- _Given instruction_:
Return each of the entries below word for word, omitting the pictures from your response.

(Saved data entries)
━━━━━━

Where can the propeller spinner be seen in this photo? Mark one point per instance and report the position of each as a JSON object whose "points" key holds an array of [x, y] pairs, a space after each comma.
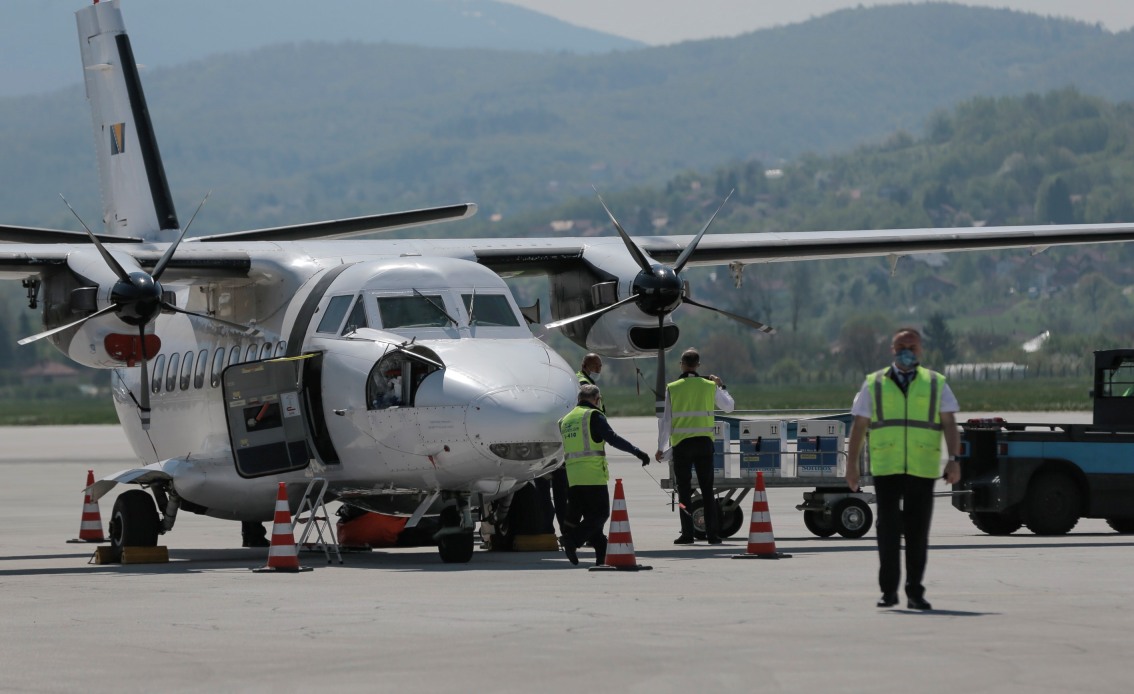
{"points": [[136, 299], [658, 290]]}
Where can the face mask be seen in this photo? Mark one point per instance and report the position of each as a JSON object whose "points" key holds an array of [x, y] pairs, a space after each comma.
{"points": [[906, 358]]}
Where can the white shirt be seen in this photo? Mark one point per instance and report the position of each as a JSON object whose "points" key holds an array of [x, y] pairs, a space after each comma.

━━━━━━

- _Result below_:
Where can the propeller spinner be seen in this photo? Mark one point per instance and report the position of each as a JSON object whose "points" key holds an array of [x, y] pairs, a space after each comma.
{"points": [[136, 299], [658, 290]]}
Where can the face mask be seen in this photo? Mark one point per instance and report the position of each as a JSON object whose "points" key holds an array of [x, y] pairs, a space after each comma.
{"points": [[906, 358]]}
Where can the white shirt be seen in this photo? Mark one point per instance and report the position of each as a JSON object whose "points" key holds an array of [x, y] pairs, a space after each comma.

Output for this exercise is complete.